WORK ORDER:
State how many lines in the records below include the word "roof". Give nothing but that number.

DATA EXCERPTS:
━━━━━━━━━━━━━━━━
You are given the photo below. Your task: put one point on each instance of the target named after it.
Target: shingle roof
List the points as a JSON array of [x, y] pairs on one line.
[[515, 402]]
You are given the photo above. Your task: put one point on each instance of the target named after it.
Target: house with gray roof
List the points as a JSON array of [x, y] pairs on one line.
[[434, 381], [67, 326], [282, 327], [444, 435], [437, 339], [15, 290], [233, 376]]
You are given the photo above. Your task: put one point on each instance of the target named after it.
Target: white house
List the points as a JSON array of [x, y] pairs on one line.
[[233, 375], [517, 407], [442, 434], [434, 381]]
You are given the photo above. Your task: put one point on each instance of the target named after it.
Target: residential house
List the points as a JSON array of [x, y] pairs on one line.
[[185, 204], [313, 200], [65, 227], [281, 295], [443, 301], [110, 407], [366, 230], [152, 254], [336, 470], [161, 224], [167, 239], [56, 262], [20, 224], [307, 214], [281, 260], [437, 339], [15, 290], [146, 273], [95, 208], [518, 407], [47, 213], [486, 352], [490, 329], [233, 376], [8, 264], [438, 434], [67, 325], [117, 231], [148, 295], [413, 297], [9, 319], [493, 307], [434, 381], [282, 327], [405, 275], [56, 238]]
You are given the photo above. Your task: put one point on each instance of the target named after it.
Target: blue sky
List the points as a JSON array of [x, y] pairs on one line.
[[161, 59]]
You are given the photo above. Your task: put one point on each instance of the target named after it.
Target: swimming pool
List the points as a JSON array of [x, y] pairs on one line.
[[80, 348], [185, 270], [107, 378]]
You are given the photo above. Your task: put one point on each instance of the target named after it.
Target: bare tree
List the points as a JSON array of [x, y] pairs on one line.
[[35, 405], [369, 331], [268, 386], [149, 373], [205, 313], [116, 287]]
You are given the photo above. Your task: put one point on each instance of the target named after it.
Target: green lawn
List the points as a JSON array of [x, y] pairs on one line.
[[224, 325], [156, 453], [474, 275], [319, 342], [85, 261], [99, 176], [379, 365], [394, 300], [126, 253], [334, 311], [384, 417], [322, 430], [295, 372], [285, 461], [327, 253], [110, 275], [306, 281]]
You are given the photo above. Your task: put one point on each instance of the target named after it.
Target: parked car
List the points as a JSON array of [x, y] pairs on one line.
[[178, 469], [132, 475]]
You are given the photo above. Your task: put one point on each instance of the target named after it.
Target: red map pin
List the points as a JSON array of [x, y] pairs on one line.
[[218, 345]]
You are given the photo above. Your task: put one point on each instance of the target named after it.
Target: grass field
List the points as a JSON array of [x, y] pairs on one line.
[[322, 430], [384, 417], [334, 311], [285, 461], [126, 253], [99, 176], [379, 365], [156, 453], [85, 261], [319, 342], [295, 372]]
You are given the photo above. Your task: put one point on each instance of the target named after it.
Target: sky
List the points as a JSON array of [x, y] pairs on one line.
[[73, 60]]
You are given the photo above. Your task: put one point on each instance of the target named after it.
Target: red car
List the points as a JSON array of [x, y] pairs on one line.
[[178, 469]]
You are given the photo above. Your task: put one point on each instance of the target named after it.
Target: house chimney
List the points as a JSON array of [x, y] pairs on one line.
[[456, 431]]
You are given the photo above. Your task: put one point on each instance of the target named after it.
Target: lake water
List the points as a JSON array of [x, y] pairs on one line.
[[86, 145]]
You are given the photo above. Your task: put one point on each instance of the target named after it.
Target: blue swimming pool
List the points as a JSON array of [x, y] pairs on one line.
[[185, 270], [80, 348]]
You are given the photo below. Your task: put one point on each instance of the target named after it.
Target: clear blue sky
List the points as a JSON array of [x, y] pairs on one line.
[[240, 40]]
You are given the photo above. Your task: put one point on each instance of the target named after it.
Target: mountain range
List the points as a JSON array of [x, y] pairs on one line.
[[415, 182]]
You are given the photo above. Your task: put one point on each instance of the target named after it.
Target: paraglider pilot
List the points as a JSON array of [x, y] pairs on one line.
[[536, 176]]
━━━━━━━━━━━━━━━━
RESULT:
2